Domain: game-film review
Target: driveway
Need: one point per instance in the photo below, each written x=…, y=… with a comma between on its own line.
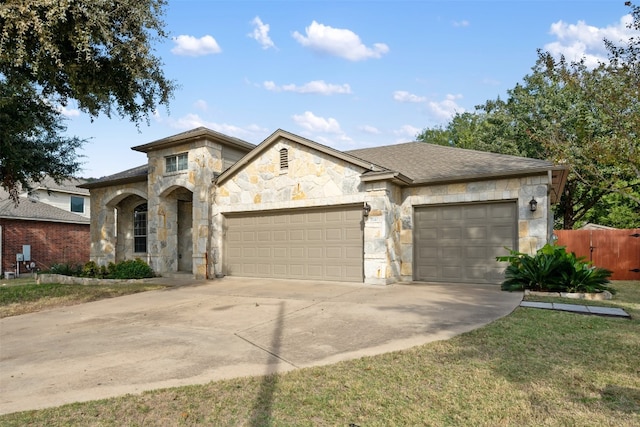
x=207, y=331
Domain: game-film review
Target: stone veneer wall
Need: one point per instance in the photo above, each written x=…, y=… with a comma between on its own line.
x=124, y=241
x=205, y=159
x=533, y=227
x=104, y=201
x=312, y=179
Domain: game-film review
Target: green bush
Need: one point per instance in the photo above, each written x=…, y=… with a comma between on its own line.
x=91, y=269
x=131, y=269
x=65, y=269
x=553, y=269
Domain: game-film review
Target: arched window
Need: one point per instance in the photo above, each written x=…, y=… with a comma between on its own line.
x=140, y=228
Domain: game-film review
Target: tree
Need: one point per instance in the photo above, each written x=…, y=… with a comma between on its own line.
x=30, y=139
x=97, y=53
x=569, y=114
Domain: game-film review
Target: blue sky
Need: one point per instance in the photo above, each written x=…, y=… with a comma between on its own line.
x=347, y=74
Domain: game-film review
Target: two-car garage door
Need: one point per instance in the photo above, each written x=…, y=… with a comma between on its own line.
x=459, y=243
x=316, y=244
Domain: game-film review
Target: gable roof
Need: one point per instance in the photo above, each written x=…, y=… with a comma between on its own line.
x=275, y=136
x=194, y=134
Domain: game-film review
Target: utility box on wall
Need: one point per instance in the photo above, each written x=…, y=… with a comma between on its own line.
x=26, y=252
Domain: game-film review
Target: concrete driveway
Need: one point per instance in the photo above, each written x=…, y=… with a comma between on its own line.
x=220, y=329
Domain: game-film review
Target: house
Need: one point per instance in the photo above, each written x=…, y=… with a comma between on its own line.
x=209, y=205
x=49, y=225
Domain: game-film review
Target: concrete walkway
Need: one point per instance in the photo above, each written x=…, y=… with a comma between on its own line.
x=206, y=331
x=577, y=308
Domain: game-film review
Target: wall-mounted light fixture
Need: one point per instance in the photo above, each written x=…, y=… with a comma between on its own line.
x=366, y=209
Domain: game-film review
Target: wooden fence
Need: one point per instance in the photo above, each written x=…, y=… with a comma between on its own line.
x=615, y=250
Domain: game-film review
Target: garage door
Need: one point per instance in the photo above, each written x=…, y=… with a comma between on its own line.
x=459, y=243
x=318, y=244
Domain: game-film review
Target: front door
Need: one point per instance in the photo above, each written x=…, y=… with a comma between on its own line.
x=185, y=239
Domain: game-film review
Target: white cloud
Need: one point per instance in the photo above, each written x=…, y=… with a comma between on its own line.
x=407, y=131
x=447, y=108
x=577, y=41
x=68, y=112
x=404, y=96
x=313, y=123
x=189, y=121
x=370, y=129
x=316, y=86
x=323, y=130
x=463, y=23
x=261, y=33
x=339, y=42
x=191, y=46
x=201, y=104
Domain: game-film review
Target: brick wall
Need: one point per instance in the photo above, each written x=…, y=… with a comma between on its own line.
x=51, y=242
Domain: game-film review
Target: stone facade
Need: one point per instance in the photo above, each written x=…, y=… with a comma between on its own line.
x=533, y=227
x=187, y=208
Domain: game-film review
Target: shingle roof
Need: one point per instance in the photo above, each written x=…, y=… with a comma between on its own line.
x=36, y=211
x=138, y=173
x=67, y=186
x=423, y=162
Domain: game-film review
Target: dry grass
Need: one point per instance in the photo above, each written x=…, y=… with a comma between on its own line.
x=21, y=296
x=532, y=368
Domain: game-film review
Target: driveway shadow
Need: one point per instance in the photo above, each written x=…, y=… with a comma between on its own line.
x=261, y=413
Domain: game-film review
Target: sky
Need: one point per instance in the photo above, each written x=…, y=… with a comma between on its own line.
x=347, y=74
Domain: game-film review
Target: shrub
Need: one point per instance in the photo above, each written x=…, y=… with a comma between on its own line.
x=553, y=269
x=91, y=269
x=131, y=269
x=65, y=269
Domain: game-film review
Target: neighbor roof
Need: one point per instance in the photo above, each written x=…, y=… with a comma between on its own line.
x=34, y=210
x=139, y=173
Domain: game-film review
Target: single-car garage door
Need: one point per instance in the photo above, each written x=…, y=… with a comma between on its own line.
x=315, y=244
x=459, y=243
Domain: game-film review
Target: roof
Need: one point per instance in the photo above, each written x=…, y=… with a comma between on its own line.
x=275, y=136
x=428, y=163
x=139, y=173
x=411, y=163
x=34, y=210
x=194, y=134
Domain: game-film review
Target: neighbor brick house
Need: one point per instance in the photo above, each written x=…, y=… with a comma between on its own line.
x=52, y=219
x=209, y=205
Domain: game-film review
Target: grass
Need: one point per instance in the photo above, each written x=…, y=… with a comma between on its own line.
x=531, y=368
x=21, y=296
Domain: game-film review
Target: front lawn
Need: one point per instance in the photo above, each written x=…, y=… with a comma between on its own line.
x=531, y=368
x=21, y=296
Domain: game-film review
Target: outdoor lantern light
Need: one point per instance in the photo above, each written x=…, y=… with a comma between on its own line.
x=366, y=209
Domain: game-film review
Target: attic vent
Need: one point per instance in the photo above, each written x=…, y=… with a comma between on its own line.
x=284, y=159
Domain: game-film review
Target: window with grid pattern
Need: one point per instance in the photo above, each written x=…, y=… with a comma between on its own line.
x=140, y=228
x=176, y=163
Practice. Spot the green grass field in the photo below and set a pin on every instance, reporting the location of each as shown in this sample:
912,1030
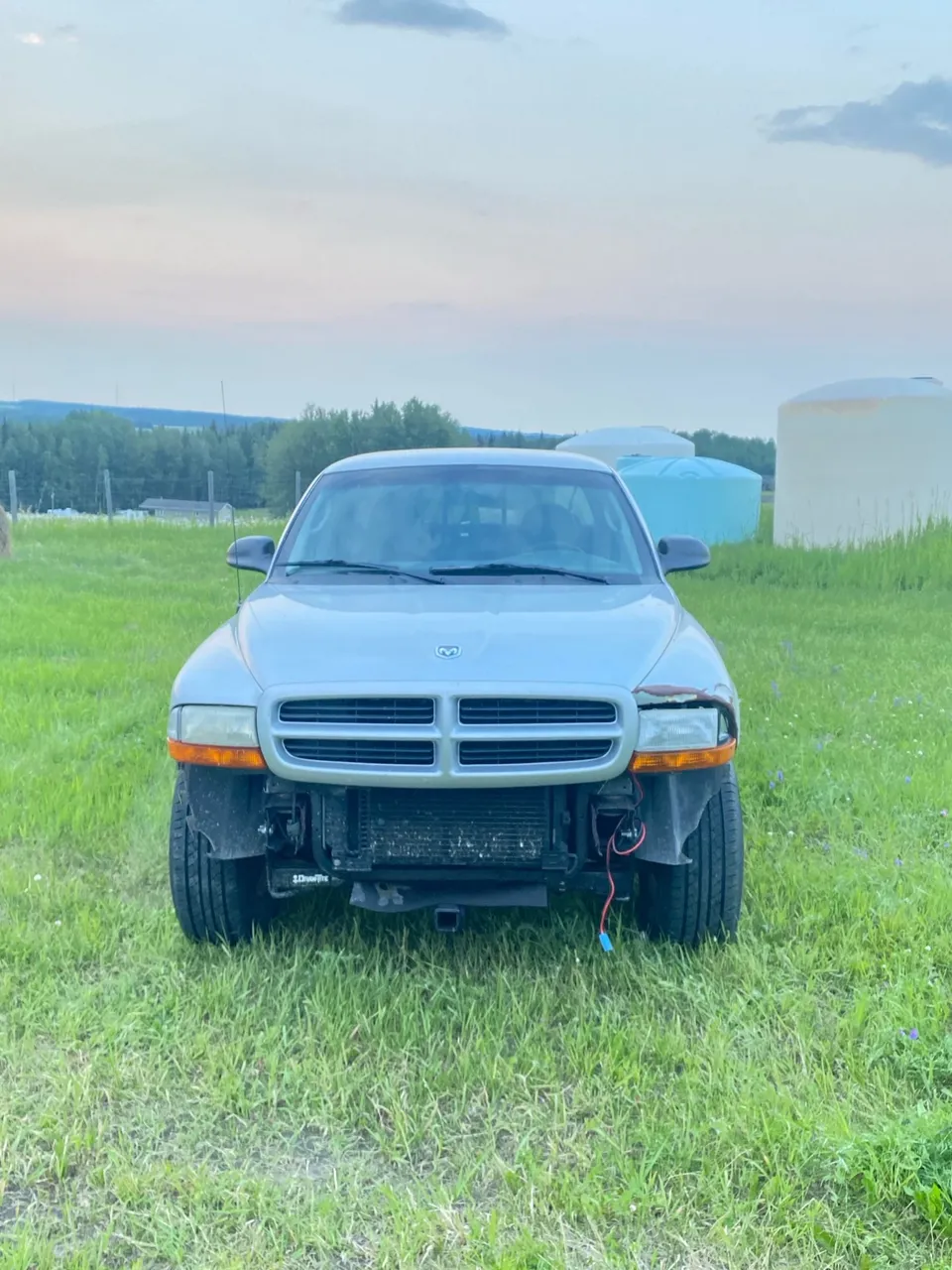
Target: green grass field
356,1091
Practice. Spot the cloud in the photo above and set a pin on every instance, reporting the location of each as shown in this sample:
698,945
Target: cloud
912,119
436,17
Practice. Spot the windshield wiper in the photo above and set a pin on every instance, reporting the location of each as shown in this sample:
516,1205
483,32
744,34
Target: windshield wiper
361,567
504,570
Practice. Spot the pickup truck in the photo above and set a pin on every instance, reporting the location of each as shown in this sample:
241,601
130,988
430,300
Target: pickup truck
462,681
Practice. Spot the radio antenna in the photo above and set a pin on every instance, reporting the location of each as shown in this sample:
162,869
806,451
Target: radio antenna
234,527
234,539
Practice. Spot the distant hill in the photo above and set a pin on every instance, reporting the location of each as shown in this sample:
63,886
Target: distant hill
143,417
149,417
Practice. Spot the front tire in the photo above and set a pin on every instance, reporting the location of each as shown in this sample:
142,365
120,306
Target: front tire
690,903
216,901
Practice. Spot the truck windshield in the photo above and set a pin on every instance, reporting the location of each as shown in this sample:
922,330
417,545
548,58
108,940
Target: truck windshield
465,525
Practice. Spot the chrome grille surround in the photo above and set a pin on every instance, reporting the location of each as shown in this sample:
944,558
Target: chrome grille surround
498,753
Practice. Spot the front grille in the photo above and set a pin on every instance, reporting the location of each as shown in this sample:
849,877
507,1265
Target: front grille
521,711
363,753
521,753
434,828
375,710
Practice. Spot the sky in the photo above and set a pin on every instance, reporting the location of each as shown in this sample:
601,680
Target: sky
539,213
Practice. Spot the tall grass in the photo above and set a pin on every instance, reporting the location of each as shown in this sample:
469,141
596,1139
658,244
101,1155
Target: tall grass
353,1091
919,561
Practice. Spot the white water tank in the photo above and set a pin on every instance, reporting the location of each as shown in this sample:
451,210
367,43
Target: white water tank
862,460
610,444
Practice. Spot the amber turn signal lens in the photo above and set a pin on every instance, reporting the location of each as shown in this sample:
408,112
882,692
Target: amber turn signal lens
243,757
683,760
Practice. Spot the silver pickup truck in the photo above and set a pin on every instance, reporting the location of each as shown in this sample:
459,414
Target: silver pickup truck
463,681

- **EXERCISE DETAILS**
Your copy of the entries must be exact and must not include any of their pictures.

- **ANSWER FOR THE TASK**
Domain: game-film review
Target: driveway
Need: one point per instance in the photo below, each written x=…, y=… with a comma between on its own line.
x=207, y=331
Domain: game-film review
Target: stone veneer wall
Need: one point per instance in the photo above, each written x=…, y=… with a comma between on its own line.
x=124, y=241
x=205, y=159
x=533, y=227
x=104, y=201
x=312, y=179
Domain: game-film review
Target: green bush
Need: one point per instance in the photo above, each written x=…, y=… with a comma between on its own line.
x=91, y=269
x=131, y=269
x=65, y=269
x=553, y=269
Domain: game-film review
Target: arched window
Need: one point per instance in the photo above, each written x=…, y=… with a comma between on its own line.
x=140, y=228
Domain: game-film review
Target: tree
Need: one point per instance in the photo above, each written x=…, y=… with a comma between on its own line.
x=30, y=139
x=97, y=53
x=569, y=114
Domain: game-film review
Target: blue sky
Need: one point per instance in the photo above, each written x=…, y=… with a comma between on its own line.
x=347, y=74
Domain: game-film review
Target: two-car garage door
Need: one point per instance in the photo above, each written x=…, y=… with a comma between on its own line.
x=459, y=243
x=316, y=244
Domain: game-film review
Target: gable roof
Need: one point per instance in the photo above, each written x=…, y=… with a comma between on its own line.
x=275, y=136
x=194, y=134
Domain: game-film review
Target: utility box on wall
Need: one point per instance in the photo above, each written x=…, y=… with a comma between on its own line.
x=26, y=252
Domain: game-film review
Target: concrete driveway
Need: one point per instance in the photo above, each written x=…, y=… with a comma between on its own line.
x=220, y=329
Domain: game-film review
Target: house
Need: one point per instance in the photo above, each written x=…, y=… with a comma between on its own line.
x=209, y=205
x=49, y=225
Domain: game-film review
Target: concrete walkway
Need: one point per instance in the photo above, each written x=…, y=… with a comma between on its own line.
x=206, y=331
x=577, y=308
Domain: game-film review
Target: wall-mounted light fixture
Need: one point per instance in the photo above, each written x=…, y=… with a comma between on its own line.
x=366, y=209
Domain: game-film review
Target: wooden fence
Need: one point per instance in the photo above, each written x=…, y=… with a comma between on its own line.
x=615, y=250
Domain: game-film review
Target: garage door
Need: one point per instance in the photo above, each written x=…, y=… with a comma between on its own line.
x=459, y=243
x=318, y=244
Domain: game-film review
Target: front door
Need: one point per instance in the photo above, each written x=…, y=… with a comma between on its own line.
x=185, y=239
Domain: game-film review
Target: white cloud
Need: one point per instance in the photo above, each written x=…, y=… with a comma between on its own line.
x=407, y=131
x=447, y=108
x=577, y=41
x=68, y=112
x=404, y=96
x=313, y=123
x=189, y=121
x=370, y=129
x=316, y=86
x=323, y=130
x=463, y=23
x=261, y=33
x=339, y=42
x=191, y=46
x=201, y=104
Domain: game-film review
Target: brick wall
Need: one point per instance in the photo above, each written x=…, y=… with a comma between on its own line.
x=51, y=242
Domain: game-film review
Target: stone facade
Need: one point per instance in the photo above, each written x=…, y=… with a comma between on its own line.
x=533, y=227
x=187, y=208
Domain: game-film review
Target: shingle roof
Need: one point per instance in the photo above, each written x=…, y=… with a comma between on its own line.
x=36, y=211
x=138, y=173
x=67, y=186
x=423, y=162
Domain: game-film review
Target: dry grass
Need: one point per instance in the photo above, each written x=…, y=… with a comma between on its own line.
x=21, y=296
x=532, y=368
Domain: game-film review
Target: driveway shadow
Need: one point per instance in the photo above, each written x=…, y=… with a comma between on its own line.
x=261, y=413
Domain: game-film review
Target: sky
Need: one point per instance in the photo above, each written x=…, y=… with a comma between on its own line.
x=347, y=74
Domain: game-film review
Target: shrub
Need: one point per instance in the photo above, each written x=…, y=… with a comma between on its own line.
x=553, y=269
x=91, y=269
x=131, y=269
x=65, y=269
Domain: game-film review
Target: neighbor roof
Need: one point per instance in the photo above, each written x=…, y=… with a comma between on its own line.
x=34, y=210
x=139, y=173
Domain: game-film review
Target: single-car garage door
Need: one point per instance in the photo above, each written x=…, y=… with a comma between on its own line.
x=315, y=244
x=459, y=243
Domain: game-film review
Target: roof
Need: one point per instance in the photo above, each written x=…, y=… with a comma between on its own line.
x=275, y=136
x=428, y=163
x=139, y=173
x=411, y=163
x=34, y=210
x=194, y=134
Domain: game-film review
Target: neighbor brick house
Need: one point per instance in the photo above, each written x=…, y=… with a comma between on its own line.
x=52, y=219
x=209, y=205
Domain: game-film review
Target: grass
Need: one point per instance in the photo above, each written x=…, y=… with a comma between on its own line.
x=531, y=368
x=21, y=296
Domain: game-film review
Target: front lawn
Need: one point per instance in the photo above, each written x=…, y=… with a comma between on its own line.
x=531, y=368
x=21, y=296
Domain: game-film review
Target: outdoor lantern light
Need: one point per instance in the photo above, each written x=…, y=… with a comma between on its own line.
x=366, y=209
Domain: game-film review
Target: attic vent
Need: one point per instance in the photo above, each written x=…, y=… with a comma between on its own line.
x=284, y=159
Domain: game-film review
Target: window with grid pattern
Need: one point per instance in the photo above, each written x=…, y=… with a comma between on its own line.
x=140, y=228
x=176, y=163
Practice. Spot the green grass field in the photo below and set a pin on every instance, reporting the location of each as shown in this sample:
912,1030
Target: green grass field
356,1091
Practice. Spot the cloud in the photo above and set a pin on every instance, reporting the location of each as shown in this sample:
698,945
Target: cloud
912,119
436,17
Practice. Spot the windshield wiper in the photo above and set a pin on every instance, reporting the location of each as shown in this sample:
516,1205
483,32
744,34
Target: windshield wiper
361,567
504,570
Practice. Spot the pickup truck in the photo above and set a pin on every instance, reporting the location of each as shown in this sample:
241,601
130,988
430,300
Target: pickup truck
462,681
Practice. Spot the radio antenna in the photo above and set a pin on every instance, reporting the location of each as shown in this sample:
162,869
806,451
Target: radio antenna
234,527
234,539
Practice. Spot the distant hill in the photo above and set a pin on every instance, reporting the location of each as shown in this sample:
63,886
Target: distant hill
143,417
149,417
Practice. Spot the front tire in the photo above and set a pin on every instance, reporting the location of each as shown in this sample:
142,365
120,306
Target: front tire
690,903
216,901
Practice. Spot the truck windshield in the photo above and set a pin on every instance, reporting the location of each as shown in this sample:
922,330
417,545
548,58
108,940
Target: truck windshield
465,525
Practice. Spot the chrome grille surround in the photo above and set a pin on every instance, reporting the location of each as shown in this sample:
944,558
Target: chrome grille surround
498,753
Practice. Spot the front grille in the photo above and set a pin on every instance, reporting the location of each as shown in this sample:
849,877
507,1265
Target: front grille
521,711
363,753
521,753
434,828
375,710
Practice. Spot the sky in the photo above and set a pin on every instance, reporting the location of each as shown in this sample:
601,680
Target: sky
539,213
Practice. Spot the tall grass in the photo above and set a pin on every instance, reporting the location of each as shown in this sample:
469,141
596,1139
658,244
101,1155
Target: tall grass
353,1091
919,561
Practice. Spot the white water tank in the photo above and set a pin on every instance, reporting the location of each as shown in this sample:
451,210
367,43
Target: white water tank
862,460
610,444
Practice. Spot the amber turn signal lens in the photo above and set a pin on every instance, reporting the location of each as shown in this sample:
408,112
882,692
Target: amber turn signal lens
243,757
683,760
Practice. Spot the silver pickup truck in the photo above and set a pin on every instance, reporting the location of each as shown in this sample:
459,414
Target: silver pickup truck
463,681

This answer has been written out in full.